(Stored data entries)
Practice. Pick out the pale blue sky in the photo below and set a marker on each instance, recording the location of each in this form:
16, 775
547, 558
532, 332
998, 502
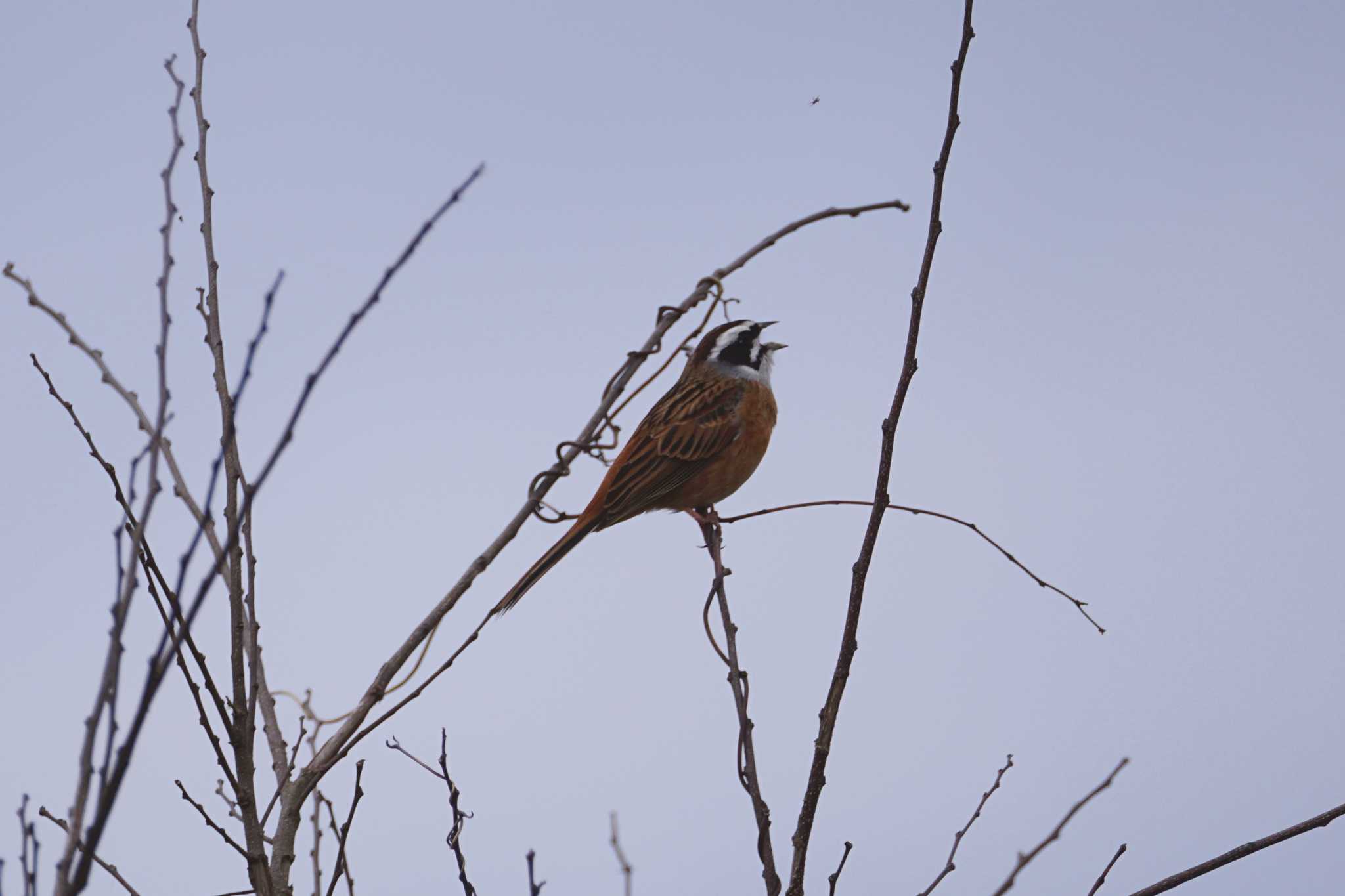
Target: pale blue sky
1130, 373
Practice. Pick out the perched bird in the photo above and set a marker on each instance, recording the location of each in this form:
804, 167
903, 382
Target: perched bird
695, 446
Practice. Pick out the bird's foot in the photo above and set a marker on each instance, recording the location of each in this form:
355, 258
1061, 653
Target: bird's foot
704, 516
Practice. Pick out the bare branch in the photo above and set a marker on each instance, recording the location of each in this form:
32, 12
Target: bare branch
290, 767
957, 839
32, 847
835, 876
849, 643
739, 684
1032, 575
535, 887
350, 731
110, 870
391, 743
345, 830
1102, 878
1024, 859
210, 822
627, 870
455, 833
335, 829
1242, 852
68, 883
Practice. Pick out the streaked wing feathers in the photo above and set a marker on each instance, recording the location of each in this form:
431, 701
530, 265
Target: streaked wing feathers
686, 429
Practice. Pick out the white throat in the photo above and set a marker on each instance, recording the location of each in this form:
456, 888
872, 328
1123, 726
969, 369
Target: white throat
762, 375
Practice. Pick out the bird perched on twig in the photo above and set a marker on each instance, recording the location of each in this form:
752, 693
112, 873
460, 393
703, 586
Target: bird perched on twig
695, 446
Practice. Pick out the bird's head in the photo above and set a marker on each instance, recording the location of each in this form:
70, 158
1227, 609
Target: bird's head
736, 350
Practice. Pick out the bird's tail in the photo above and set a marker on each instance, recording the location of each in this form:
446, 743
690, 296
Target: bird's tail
576, 534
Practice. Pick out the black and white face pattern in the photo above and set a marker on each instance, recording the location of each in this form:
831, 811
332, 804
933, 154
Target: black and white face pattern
740, 352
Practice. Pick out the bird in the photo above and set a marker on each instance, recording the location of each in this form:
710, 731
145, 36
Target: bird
695, 446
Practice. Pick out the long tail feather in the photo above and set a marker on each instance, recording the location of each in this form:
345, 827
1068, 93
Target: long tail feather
576, 534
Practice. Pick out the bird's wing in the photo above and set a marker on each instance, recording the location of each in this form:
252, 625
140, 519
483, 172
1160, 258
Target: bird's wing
688, 427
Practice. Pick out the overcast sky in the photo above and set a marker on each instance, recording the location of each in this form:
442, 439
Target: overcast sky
1130, 373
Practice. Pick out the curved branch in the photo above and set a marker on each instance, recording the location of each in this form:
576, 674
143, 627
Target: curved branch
849, 643
1242, 852
912, 511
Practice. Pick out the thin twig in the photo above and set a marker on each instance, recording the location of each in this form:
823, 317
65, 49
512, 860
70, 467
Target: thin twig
455, 833
391, 743
152, 572
1024, 859
627, 870
542, 482
335, 829
110, 870
1102, 878
1242, 852
849, 639
32, 848
738, 683
914, 511
317, 853
535, 887
210, 822
290, 769
835, 876
957, 839
68, 883
345, 830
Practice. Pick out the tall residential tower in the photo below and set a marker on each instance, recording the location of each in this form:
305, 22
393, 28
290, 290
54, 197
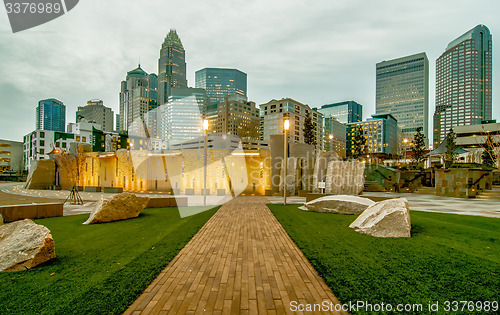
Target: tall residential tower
171, 66
51, 115
463, 82
403, 91
220, 82
138, 103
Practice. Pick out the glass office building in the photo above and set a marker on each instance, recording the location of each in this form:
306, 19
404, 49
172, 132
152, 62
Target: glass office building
181, 119
403, 91
220, 82
51, 115
463, 82
171, 66
345, 112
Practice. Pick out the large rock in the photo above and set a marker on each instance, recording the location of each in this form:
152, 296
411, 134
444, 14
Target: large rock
24, 245
118, 207
343, 204
388, 218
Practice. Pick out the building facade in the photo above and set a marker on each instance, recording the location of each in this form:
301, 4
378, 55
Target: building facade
345, 112
96, 112
11, 155
220, 82
235, 115
39, 143
463, 83
274, 112
181, 119
402, 90
51, 115
171, 66
138, 103
334, 137
381, 134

- _WHAT YOU SHOULD DO_: Within the data above, find the lines that contain the word "below" and copy each of them.

- _RESPONSE AREA_:
Practice. Pick out the pale blue sky in the photo below and set a marker on each instance, recording the location of each in this form:
Practice. Pick out the tall residential tower in the photo below and set a marker on each instance, recording the location of each in this form:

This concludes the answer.